Filter the records below, keeping only lines with the string "white".

* * *

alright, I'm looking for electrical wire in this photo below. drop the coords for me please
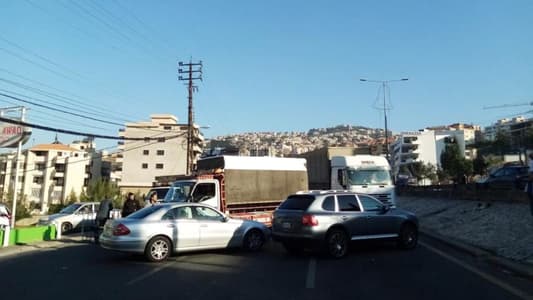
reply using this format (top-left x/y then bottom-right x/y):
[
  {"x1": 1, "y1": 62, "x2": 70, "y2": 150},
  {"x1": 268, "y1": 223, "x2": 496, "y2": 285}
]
[
  {"x1": 0, "y1": 91, "x2": 124, "y2": 127},
  {"x1": 0, "y1": 115, "x2": 185, "y2": 141},
  {"x1": 0, "y1": 68, "x2": 142, "y2": 121},
  {"x1": 5, "y1": 131, "x2": 187, "y2": 175}
]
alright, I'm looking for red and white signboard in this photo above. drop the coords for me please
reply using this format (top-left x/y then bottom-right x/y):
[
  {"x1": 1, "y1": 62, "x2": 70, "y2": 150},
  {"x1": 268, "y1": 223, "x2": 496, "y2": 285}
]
[{"x1": 0, "y1": 122, "x2": 31, "y2": 148}]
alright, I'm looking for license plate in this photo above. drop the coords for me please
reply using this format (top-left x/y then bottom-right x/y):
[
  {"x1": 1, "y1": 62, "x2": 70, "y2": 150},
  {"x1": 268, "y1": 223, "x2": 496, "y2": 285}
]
[{"x1": 282, "y1": 222, "x2": 292, "y2": 229}]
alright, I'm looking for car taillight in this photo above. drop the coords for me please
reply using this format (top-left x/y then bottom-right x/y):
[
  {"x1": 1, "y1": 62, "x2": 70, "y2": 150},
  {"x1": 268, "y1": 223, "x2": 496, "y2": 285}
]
[
  {"x1": 113, "y1": 224, "x2": 130, "y2": 236},
  {"x1": 302, "y1": 214, "x2": 318, "y2": 226}
]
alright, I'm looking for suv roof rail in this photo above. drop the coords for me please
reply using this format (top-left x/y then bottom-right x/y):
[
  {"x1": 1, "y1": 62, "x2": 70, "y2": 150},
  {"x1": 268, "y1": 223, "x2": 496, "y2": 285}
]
[{"x1": 295, "y1": 190, "x2": 354, "y2": 195}]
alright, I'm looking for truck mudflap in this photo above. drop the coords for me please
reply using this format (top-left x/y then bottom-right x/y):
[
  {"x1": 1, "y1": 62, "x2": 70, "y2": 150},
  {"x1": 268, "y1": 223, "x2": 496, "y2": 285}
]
[{"x1": 230, "y1": 211, "x2": 274, "y2": 227}]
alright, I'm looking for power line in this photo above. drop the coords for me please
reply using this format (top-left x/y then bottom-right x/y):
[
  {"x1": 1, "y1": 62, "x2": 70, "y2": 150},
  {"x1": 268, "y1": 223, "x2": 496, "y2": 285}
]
[
  {"x1": 63, "y1": 0, "x2": 168, "y2": 64},
  {"x1": 112, "y1": 0, "x2": 178, "y2": 55},
  {"x1": 0, "y1": 47, "x2": 74, "y2": 80},
  {"x1": 0, "y1": 77, "x2": 131, "y2": 123},
  {"x1": 4, "y1": 131, "x2": 186, "y2": 176},
  {"x1": 0, "y1": 91, "x2": 124, "y2": 127},
  {"x1": 0, "y1": 35, "x2": 84, "y2": 79},
  {"x1": 0, "y1": 115, "x2": 185, "y2": 141},
  {"x1": 23, "y1": 0, "x2": 122, "y2": 51}
]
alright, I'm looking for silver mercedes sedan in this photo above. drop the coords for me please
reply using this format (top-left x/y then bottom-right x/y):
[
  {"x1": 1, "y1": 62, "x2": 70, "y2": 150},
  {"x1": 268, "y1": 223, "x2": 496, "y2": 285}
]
[{"x1": 99, "y1": 203, "x2": 270, "y2": 262}]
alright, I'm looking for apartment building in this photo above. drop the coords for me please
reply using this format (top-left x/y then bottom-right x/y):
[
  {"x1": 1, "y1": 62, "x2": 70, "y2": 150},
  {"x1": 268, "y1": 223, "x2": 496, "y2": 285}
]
[
  {"x1": 483, "y1": 116, "x2": 529, "y2": 141},
  {"x1": 118, "y1": 114, "x2": 203, "y2": 194},
  {"x1": 391, "y1": 129, "x2": 467, "y2": 176},
  {"x1": 0, "y1": 139, "x2": 101, "y2": 213}
]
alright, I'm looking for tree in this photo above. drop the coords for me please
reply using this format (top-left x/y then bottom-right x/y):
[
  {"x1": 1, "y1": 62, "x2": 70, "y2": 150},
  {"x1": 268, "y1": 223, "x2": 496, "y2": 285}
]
[
  {"x1": 473, "y1": 155, "x2": 488, "y2": 175},
  {"x1": 85, "y1": 179, "x2": 121, "y2": 202},
  {"x1": 493, "y1": 130, "x2": 512, "y2": 155},
  {"x1": 409, "y1": 162, "x2": 437, "y2": 184},
  {"x1": 67, "y1": 189, "x2": 78, "y2": 204},
  {"x1": 440, "y1": 143, "x2": 473, "y2": 182}
]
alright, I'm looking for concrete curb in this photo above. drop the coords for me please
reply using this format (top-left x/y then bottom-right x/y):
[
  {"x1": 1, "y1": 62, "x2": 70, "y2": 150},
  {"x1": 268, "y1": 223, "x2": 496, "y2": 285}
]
[
  {"x1": 421, "y1": 228, "x2": 533, "y2": 279},
  {"x1": 0, "y1": 235, "x2": 91, "y2": 259}
]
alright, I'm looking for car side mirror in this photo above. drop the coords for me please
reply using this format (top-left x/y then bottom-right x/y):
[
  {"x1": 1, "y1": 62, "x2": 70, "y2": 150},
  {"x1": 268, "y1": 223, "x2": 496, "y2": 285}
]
[
  {"x1": 221, "y1": 216, "x2": 229, "y2": 223},
  {"x1": 380, "y1": 205, "x2": 390, "y2": 214}
]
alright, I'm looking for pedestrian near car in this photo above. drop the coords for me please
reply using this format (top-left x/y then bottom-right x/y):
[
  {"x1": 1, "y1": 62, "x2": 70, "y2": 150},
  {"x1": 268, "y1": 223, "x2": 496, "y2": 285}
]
[
  {"x1": 121, "y1": 193, "x2": 141, "y2": 217},
  {"x1": 94, "y1": 199, "x2": 113, "y2": 244},
  {"x1": 145, "y1": 192, "x2": 158, "y2": 207}
]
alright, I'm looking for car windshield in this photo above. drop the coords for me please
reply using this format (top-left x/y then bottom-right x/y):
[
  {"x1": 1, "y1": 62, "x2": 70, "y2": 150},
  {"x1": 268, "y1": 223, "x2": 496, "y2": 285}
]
[
  {"x1": 163, "y1": 182, "x2": 195, "y2": 202},
  {"x1": 59, "y1": 204, "x2": 82, "y2": 214},
  {"x1": 127, "y1": 205, "x2": 165, "y2": 219},
  {"x1": 347, "y1": 168, "x2": 392, "y2": 185},
  {"x1": 145, "y1": 188, "x2": 170, "y2": 201}
]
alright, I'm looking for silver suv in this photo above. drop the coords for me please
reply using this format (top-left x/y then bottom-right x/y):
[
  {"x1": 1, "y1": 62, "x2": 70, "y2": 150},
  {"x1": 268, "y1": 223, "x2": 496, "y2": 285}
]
[{"x1": 272, "y1": 191, "x2": 418, "y2": 258}]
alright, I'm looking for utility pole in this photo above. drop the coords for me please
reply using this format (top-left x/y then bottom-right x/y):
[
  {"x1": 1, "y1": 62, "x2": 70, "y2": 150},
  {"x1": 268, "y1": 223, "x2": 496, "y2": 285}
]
[
  {"x1": 178, "y1": 60, "x2": 203, "y2": 174},
  {"x1": 360, "y1": 78, "x2": 408, "y2": 162}
]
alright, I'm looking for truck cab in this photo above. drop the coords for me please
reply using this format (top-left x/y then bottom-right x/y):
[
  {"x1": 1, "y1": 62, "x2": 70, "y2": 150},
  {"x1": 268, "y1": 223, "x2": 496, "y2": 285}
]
[
  {"x1": 331, "y1": 155, "x2": 396, "y2": 206},
  {"x1": 163, "y1": 179, "x2": 221, "y2": 210}
]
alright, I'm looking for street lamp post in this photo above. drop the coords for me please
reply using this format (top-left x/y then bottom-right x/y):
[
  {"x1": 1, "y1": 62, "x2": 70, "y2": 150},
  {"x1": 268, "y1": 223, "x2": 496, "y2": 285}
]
[{"x1": 360, "y1": 78, "x2": 408, "y2": 162}]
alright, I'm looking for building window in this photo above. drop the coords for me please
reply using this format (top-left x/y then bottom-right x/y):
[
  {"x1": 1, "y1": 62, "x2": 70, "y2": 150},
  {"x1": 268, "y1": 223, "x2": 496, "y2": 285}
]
[
  {"x1": 74, "y1": 153, "x2": 79, "y2": 157},
  {"x1": 33, "y1": 176, "x2": 43, "y2": 184},
  {"x1": 34, "y1": 151, "x2": 46, "y2": 157},
  {"x1": 52, "y1": 191, "x2": 62, "y2": 201},
  {"x1": 31, "y1": 188, "x2": 41, "y2": 198},
  {"x1": 157, "y1": 138, "x2": 165, "y2": 142},
  {"x1": 85, "y1": 165, "x2": 91, "y2": 174},
  {"x1": 55, "y1": 164, "x2": 66, "y2": 173},
  {"x1": 53, "y1": 177, "x2": 64, "y2": 186},
  {"x1": 163, "y1": 126, "x2": 172, "y2": 130},
  {"x1": 80, "y1": 146, "x2": 85, "y2": 150},
  {"x1": 58, "y1": 152, "x2": 63, "y2": 157},
  {"x1": 84, "y1": 178, "x2": 89, "y2": 187},
  {"x1": 143, "y1": 150, "x2": 149, "y2": 155},
  {"x1": 142, "y1": 163, "x2": 148, "y2": 169},
  {"x1": 156, "y1": 163, "x2": 164, "y2": 169},
  {"x1": 157, "y1": 150, "x2": 165, "y2": 156}
]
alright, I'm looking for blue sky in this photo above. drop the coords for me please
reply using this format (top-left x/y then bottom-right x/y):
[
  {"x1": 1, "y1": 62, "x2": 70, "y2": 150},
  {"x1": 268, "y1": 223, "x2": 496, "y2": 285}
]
[{"x1": 0, "y1": 0, "x2": 532, "y2": 150}]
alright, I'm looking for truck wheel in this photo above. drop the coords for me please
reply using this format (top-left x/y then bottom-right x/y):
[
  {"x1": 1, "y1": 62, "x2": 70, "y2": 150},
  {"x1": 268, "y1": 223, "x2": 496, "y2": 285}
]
[
  {"x1": 326, "y1": 229, "x2": 348, "y2": 258},
  {"x1": 243, "y1": 229, "x2": 265, "y2": 251},
  {"x1": 61, "y1": 222, "x2": 73, "y2": 234},
  {"x1": 145, "y1": 236, "x2": 172, "y2": 262},
  {"x1": 397, "y1": 223, "x2": 418, "y2": 250}
]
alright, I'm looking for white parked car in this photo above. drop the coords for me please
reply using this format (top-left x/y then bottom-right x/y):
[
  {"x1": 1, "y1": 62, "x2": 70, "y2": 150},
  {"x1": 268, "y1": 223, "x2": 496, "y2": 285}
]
[
  {"x1": 0, "y1": 203, "x2": 11, "y2": 228},
  {"x1": 38, "y1": 202, "x2": 100, "y2": 233}
]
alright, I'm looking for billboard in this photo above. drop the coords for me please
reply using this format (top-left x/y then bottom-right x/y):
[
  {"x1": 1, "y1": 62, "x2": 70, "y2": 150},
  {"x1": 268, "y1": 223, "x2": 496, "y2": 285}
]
[{"x1": 0, "y1": 121, "x2": 31, "y2": 148}]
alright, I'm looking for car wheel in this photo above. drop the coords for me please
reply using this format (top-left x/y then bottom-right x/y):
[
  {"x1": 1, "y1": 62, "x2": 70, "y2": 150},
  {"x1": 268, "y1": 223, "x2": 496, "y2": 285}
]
[
  {"x1": 61, "y1": 222, "x2": 73, "y2": 234},
  {"x1": 326, "y1": 229, "x2": 348, "y2": 258},
  {"x1": 145, "y1": 236, "x2": 172, "y2": 262},
  {"x1": 243, "y1": 229, "x2": 265, "y2": 252},
  {"x1": 282, "y1": 242, "x2": 303, "y2": 255},
  {"x1": 397, "y1": 223, "x2": 418, "y2": 250}
]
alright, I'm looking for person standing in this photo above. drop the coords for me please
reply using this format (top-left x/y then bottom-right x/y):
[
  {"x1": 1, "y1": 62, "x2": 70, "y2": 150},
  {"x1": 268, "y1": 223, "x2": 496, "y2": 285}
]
[
  {"x1": 94, "y1": 199, "x2": 113, "y2": 244},
  {"x1": 121, "y1": 193, "x2": 141, "y2": 217},
  {"x1": 145, "y1": 192, "x2": 158, "y2": 207}
]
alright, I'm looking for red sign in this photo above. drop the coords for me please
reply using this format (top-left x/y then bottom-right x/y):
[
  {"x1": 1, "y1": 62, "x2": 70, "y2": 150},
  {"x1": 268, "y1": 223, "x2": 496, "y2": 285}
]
[{"x1": 0, "y1": 123, "x2": 31, "y2": 148}]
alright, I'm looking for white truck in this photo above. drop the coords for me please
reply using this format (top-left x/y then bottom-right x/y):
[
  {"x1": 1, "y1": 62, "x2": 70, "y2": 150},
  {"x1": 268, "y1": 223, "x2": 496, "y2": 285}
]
[
  {"x1": 301, "y1": 148, "x2": 396, "y2": 206},
  {"x1": 331, "y1": 155, "x2": 396, "y2": 206},
  {"x1": 155, "y1": 156, "x2": 309, "y2": 226}
]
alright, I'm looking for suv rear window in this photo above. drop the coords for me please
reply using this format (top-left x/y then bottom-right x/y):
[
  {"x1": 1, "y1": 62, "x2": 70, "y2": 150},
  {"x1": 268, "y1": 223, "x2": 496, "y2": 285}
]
[{"x1": 278, "y1": 195, "x2": 316, "y2": 210}]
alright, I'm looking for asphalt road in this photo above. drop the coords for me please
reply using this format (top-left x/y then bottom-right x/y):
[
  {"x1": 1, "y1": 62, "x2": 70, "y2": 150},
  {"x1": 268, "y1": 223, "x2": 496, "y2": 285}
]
[{"x1": 1, "y1": 235, "x2": 532, "y2": 300}]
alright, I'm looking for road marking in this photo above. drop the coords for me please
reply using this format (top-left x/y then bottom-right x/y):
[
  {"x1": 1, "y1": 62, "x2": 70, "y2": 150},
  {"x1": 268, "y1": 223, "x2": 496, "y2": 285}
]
[
  {"x1": 420, "y1": 241, "x2": 533, "y2": 300},
  {"x1": 306, "y1": 258, "x2": 317, "y2": 289},
  {"x1": 125, "y1": 256, "x2": 187, "y2": 286}
]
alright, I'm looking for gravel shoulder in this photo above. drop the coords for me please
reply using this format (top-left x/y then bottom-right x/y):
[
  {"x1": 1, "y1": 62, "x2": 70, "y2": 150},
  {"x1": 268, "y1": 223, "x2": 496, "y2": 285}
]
[{"x1": 397, "y1": 196, "x2": 533, "y2": 264}]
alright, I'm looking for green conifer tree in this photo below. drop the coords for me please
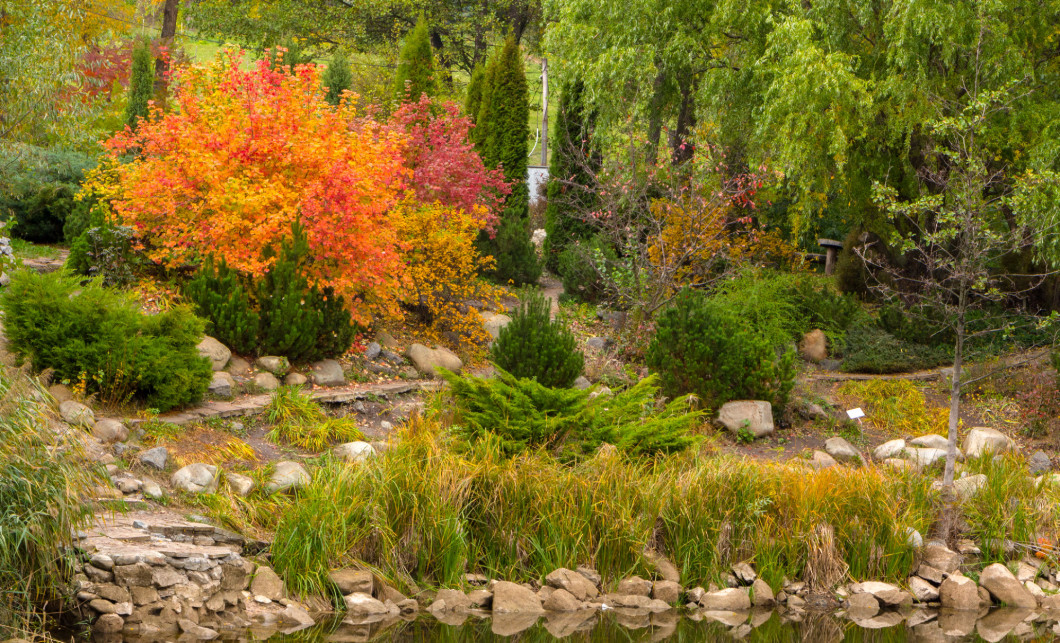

* * *

Task response:
alright, I'm looking for red and white signboard in this photo above. drop the coords for me please
alright, I'm looking for white parked car in this photo above. drop the coords for me please
alright, I'm looking for white truck in this photo above. drop the coords for me please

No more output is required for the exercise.